Format every line of text in the entries below as a JSON list of strings, one string per line, leaving out blank lines and the pictures.

▶ [Data lines]:
-=-=-=-=-

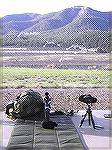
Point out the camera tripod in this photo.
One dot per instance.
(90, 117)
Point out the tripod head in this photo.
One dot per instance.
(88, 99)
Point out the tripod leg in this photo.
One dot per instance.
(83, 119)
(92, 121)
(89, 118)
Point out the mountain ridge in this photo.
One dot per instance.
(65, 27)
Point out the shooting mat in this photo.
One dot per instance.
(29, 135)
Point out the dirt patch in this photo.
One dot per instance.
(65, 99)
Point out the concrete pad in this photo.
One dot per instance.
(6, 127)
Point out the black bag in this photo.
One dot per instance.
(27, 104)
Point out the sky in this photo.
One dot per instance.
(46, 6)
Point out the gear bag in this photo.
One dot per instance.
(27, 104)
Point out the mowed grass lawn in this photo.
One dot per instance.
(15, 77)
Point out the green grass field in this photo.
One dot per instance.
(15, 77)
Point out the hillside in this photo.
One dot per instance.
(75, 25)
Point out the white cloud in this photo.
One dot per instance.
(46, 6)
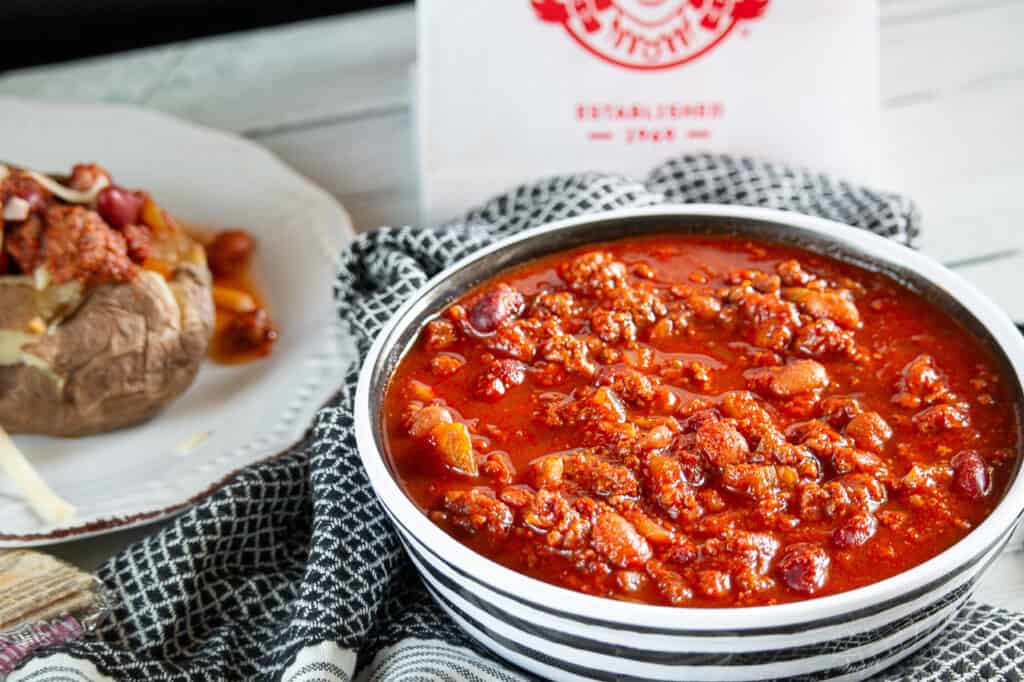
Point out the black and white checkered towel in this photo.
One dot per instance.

-=-=-=-=-

▶ [Complete output]:
[
  "Point out the camera tripod in this photo.",
  "One dot per instance.",
  "(90, 117)",
  "Point out the tripod head in this photo.",
  "One dot per instance.",
  "(88, 99)",
  "Point out the tripod leg in this photo.",
  "One dot per instance.",
  "(83, 119)",
  "(92, 121)",
  "(89, 118)",
  "Point out the mountain ridge in this photo.",
  "One dot per instance.",
  "(65, 27)",
  "Point out the shooting mat in this photo.",
  "One dot per instance.",
  "(29, 135)",
  "Point out the dirt patch in this photo.",
  "One dot per instance.",
  "(65, 99)",
  "Point out the concrete pad in this photo.",
  "One dot per instance.",
  "(6, 127)",
  "Point out the black bag in this photo.",
  "One dot per instance.",
  "(27, 104)",
  "Point out the sky in this photo.",
  "One dot per instance.",
  "(46, 6)",
  "Point out the gear bag in this photo.",
  "One dot per instance.",
  "(27, 104)",
  "Point out the mowed grass lawn in this photo.",
  "One dot per instance.",
  "(15, 77)",
  "Point out the green grass field in this photo.",
  "One dot per instance.",
  "(15, 77)",
  "Point out the hillside in this photo.",
  "One dot per instance.",
  "(75, 25)",
  "Point out the white cloud in this photo.",
  "One dot per instance.",
  "(46, 6)",
  "Point out the black and white checkered towel in this photo.",
  "One dot per instance."
]